[Excerpts of pointing data]
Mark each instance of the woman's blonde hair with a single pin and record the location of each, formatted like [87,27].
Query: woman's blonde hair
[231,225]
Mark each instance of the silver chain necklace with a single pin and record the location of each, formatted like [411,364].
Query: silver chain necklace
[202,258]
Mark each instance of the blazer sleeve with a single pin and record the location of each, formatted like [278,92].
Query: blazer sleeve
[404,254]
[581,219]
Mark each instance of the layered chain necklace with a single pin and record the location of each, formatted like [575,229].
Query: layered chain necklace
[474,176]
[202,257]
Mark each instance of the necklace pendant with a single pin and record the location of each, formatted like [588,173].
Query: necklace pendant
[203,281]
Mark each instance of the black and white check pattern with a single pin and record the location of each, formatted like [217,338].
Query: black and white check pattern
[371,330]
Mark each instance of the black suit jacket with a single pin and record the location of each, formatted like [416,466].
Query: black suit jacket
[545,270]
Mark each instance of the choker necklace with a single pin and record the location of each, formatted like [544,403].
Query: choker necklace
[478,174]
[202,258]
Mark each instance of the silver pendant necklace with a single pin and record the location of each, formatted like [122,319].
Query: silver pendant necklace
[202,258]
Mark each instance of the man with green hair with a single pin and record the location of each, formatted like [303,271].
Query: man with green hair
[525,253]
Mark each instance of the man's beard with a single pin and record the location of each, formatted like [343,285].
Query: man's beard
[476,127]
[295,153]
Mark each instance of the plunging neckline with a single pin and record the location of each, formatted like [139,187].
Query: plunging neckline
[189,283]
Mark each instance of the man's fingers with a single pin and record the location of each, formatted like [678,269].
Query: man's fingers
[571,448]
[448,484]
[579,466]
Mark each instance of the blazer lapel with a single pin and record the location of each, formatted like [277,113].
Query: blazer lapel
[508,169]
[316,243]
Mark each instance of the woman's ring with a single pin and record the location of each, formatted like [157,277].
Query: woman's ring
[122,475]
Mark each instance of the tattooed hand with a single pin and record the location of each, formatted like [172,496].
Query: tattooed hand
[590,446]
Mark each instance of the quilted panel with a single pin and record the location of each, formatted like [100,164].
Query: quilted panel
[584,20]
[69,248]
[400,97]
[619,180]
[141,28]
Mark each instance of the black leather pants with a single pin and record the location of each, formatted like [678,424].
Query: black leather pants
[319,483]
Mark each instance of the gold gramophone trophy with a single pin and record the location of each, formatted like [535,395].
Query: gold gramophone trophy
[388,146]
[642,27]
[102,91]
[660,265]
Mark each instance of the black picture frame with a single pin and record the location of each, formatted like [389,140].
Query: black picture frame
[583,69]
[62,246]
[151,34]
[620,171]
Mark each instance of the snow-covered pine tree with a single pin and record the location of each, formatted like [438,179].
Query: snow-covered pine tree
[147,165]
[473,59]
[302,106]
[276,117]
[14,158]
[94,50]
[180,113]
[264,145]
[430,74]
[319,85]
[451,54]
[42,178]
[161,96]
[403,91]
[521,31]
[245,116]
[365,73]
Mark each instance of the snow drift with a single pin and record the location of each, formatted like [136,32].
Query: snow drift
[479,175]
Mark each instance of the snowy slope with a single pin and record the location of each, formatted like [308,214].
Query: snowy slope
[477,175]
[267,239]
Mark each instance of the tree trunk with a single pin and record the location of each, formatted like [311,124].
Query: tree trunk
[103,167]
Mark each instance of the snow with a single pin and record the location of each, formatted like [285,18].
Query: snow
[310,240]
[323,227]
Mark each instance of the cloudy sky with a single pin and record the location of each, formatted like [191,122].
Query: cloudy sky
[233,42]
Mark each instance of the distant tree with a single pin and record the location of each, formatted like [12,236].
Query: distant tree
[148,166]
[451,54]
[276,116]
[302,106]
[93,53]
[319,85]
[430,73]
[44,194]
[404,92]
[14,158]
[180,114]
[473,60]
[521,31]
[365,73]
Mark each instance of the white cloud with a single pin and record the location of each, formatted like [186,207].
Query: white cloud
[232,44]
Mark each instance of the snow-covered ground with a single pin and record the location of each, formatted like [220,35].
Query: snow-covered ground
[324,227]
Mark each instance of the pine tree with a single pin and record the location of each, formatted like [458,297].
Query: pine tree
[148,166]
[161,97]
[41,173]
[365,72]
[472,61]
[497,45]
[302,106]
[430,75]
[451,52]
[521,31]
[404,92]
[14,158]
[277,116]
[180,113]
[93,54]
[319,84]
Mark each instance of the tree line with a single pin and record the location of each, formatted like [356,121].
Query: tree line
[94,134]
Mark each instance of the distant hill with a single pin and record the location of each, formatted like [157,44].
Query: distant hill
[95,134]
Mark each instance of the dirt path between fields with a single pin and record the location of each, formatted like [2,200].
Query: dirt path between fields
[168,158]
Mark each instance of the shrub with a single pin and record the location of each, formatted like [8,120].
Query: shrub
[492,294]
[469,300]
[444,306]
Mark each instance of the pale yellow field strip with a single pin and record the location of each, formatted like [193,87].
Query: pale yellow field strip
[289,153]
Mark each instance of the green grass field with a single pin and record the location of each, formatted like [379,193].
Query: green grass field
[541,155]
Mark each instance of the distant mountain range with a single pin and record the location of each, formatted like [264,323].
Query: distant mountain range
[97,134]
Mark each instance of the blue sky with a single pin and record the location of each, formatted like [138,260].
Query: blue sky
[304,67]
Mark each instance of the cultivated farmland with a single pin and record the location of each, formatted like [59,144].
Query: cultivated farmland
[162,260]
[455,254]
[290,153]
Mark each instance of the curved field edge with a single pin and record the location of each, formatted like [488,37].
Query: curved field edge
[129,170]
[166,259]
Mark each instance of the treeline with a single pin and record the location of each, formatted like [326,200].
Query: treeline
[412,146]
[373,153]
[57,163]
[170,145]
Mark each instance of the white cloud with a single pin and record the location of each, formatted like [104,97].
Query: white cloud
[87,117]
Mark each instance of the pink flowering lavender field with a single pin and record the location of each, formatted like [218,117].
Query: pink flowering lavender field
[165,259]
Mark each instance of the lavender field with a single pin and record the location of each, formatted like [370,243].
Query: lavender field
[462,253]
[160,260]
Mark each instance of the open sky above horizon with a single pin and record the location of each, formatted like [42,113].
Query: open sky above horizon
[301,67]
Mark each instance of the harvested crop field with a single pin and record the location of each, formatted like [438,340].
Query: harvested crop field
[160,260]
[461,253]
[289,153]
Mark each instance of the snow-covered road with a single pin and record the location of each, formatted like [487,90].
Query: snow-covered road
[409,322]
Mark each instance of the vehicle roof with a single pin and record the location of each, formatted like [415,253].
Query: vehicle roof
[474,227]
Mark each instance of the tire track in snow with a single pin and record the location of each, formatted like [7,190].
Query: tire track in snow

Description of the task: Reproduce the data above line for line, with no changes.

Solution for this task:
Mark each instance of the woman's blonde hair with a single pin and record the location of each, formatted like [87,27].
Query: woman's blonde hair
[231,225]
Mark each instance of the silver chain necklace with a single pin and record the location of each, formatted like [411,364].
Query: silver chain necklace
[202,258]
Mark each instance of the blazer sleeve with a single pin and record the location of each, formatted like [278,92].
Query: blazer sleeve
[404,254]
[581,219]
Mark each instance of the layered chain necklace with a single pin and record the location of each, formatted like [575,229].
Query: layered chain necklace
[474,176]
[202,257]
Mark each instance of the necklace pendant with a single pin and record the location of each, formatted like [588,173].
Query: necklace pendant
[203,281]
Mark each instance of the black and white check pattern with a single pin and record the location of each, formatted like [217,338].
Query: black and white check pattern
[371,330]
Mark each instance of the black suit jacket with a single pin and record the location of each, formatted like [416,466].
Query: black suit jacket
[545,270]
Mark each instance of the choker necklace with a single pin and record the location of each, formatted like [544,403].
Query: choker necklace
[478,174]
[202,258]
Mark each instance of the silver pendant necklace with a single pin and record the location of each, formatted like [122,319].
Query: silver pendant necklace
[202,258]
Mark each instance of the man with green hair with a single pin and record the location of each, formatted like [303,271].
Query: man with green hair
[525,253]
Mark each instance of the man's beard with a single pin and record the location of each, formatted like [343,285].
Query: man's beard
[476,127]
[295,153]
Mark each instance of the plunging neckline with a single pin and record the location of each, formatted like [139,187].
Query: plunging neckline
[189,283]
Mark each instance of the man's fingers with a single pin and record the location of each, formatted like [678,269].
Query: man's fingers
[571,448]
[448,484]
[579,466]
Mark each instance of the blazer lapel with a single pin and record the location of each, formatted like [277,113].
Query: blazer lapel
[508,169]
[316,243]
Mark each instance of the woman's ring with a single pin and record the location of each, formatted like [157,277].
Query: woman's ring
[122,475]
Mark each instance of the tattooed hand with a single pin and record the location of each, formatted like [172,496].
Query: tattooed hand
[590,446]
Mark each instance of the quilted panel with a single pin and record the location of each, formatted like [100,164].
Query: quilted panel
[584,20]
[69,248]
[400,97]
[619,180]
[141,28]
Mark each instance of the black leather pants with a single pin and record the location of each, formatted like [678,424].
Query: black leather pants
[319,483]
Mark each instance of the gold gramophone trophy with a single pin and record the location of each, formatted like [535,395].
Query: gold gramophone trophy
[388,146]
[642,27]
[102,91]
[660,265]
Mark each instance of the black picture frame with a single pin and record the location of each, formatted like [389,140].
Query: black picture frame
[583,69]
[62,246]
[151,34]
[620,171]
Mark each instance of the snow-covered pine tree with a single pin and record the location of each, formatted like [438,179].
Query: snow-covered pine tree
[147,165]
[473,59]
[302,106]
[276,117]
[14,158]
[94,50]
[180,113]
[264,145]
[430,74]
[319,85]
[451,54]
[42,178]
[161,96]
[403,91]
[521,31]
[245,116]
[365,73]
Mark each instance of the snow drift with a single pin and record the location of each, formatted like [136,32].
Query: snow drift
[479,175]
Mark each instance of the snowy slope with a single pin and record the location of each, formatted like [308,214].
Query: snowy slope
[477,175]
[267,239]
Mark each instance of the tree trunk with a single pin and record the location of each, formatted like [311,124].
Query: tree trunk
[103,167]
Mark each instance of the snow with a single pin and record the location of each, formatted like [285,18].
Query: snow
[310,240]
[323,227]
Mark each instance of the cloudy sky with a single pin and record the location of each, formatted like [191,122].
Query: cloudy sky
[233,42]
Mark each instance of the distant tree with a single pin and record the location of each, formatted like [12,236].
Query: distant tree
[148,166]
[451,54]
[276,116]
[302,106]
[93,53]
[319,85]
[430,73]
[44,194]
[404,92]
[14,158]
[180,114]
[473,60]
[521,31]
[365,73]
Mark each instance of the white cloud with a single pin and record the location of each, formatted like [186,207].
Query: white cloud
[232,44]
Mark each instance of the snow-covered ground with a single pin and record the location of each, formatted like [220,35].
Query: snow-covered ground
[324,227]
Mark each instance of the pine tree with a single pin and record the location of each, formatted like [458,297].
Query: pine tree
[148,166]
[161,97]
[41,173]
[365,72]
[472,61]
[497,45]
[302,106]
[430,75]
[451,52]
[521,31]
[404,92]
[14,158]
[277,116]
[180,113]
[93,54]
[319,84]
Mark each instance of the tree line with a single pin and record the location of each, formatted like [356,121].
Query: tree line
[94,134]
Mark each instance of the distant hill with a single pin and record the location of each, formatted like [157,44].
Query: distant hill
[95,134]
Mark each instance of the dirt path between fields with a single pin and record the location of each, formatted like [2,200].
Query: dirt path between fields
[168,158]
Mark each instance of the shrub with a single pin and record the location of each, formatted like [8,120].
Query: shrub
[492,294]
[469,300]
[444,306]
Mark each instance of the pale yellow field strip with a single pin and record the location of each, formatted like [193,87].
Query: pale yellow field strip
[289,153]
Mark each instance of the green grass field with a single pin and record the location of each, formatted like [379,193].
Query: green grass field
[541,155]
Mark each instance of the distant mountain range with a single pin and record the location of each, formatted like [264,323].
Query: distant mountain range
[97,134]
Mark each instance of the blue sky with a single pin and record the location of each, formatted like [138,260].
Query: blue sky
[304,67]
Mark each instance of the cultivated farmland with a single pin and record the location of each, formatted like [59,144].
Query: cultivated farmland
[162,260]
[455,254]
[290,153]
Mark each instance of the curved field edge with a single pin and record the location of each, formatted like [488,37].
Query: curved field edge
[129,170]
[166,259]
Mark each instance of the treeline with a single pin and record the location of each, formatted like [326,200].
Query: treeline
[412,146]
[373,153]
[57,163]
[170,145]
Mark each instance of the white cloud with a single pin and record the location of each, formatted like [104,97].
Query: white cloud
[87,117]
Mark each instance of the pink flowering lavender field with a single pin and record the location of each, formatted like [218,117].
Query: pink flowering lavender field
[165,259]
Mark each instance of the lavender field with a single pin and record the location of each, formatted like [370,243].
Query: lavender field
[462,253]
[160,260]
Mark each instance of the open sky above horizon with a single pin and record the location of each, formatted like [42,113].
Query: open sky above horizon
[301,67]
Mark each instance of the harvested crop field with a single pin and record the location of each, formatted like [438,340].
Query: harvested crop field
[160,260]
[461,253]
[289,153]
Mark each instance of the snow-covered road with a single pin and record the location of each, formatted like [487,90].
Query: snow-covered road
[409,322]
Mark each instance of the vehicle roof with a single pin and record the location of each, formatted like [415,253].
Query: vehicle roof
[474,227]
Mark each instance of the tire track in snow with a single pin and record the location of each, formatted like [7,190].
Query: tire track in snow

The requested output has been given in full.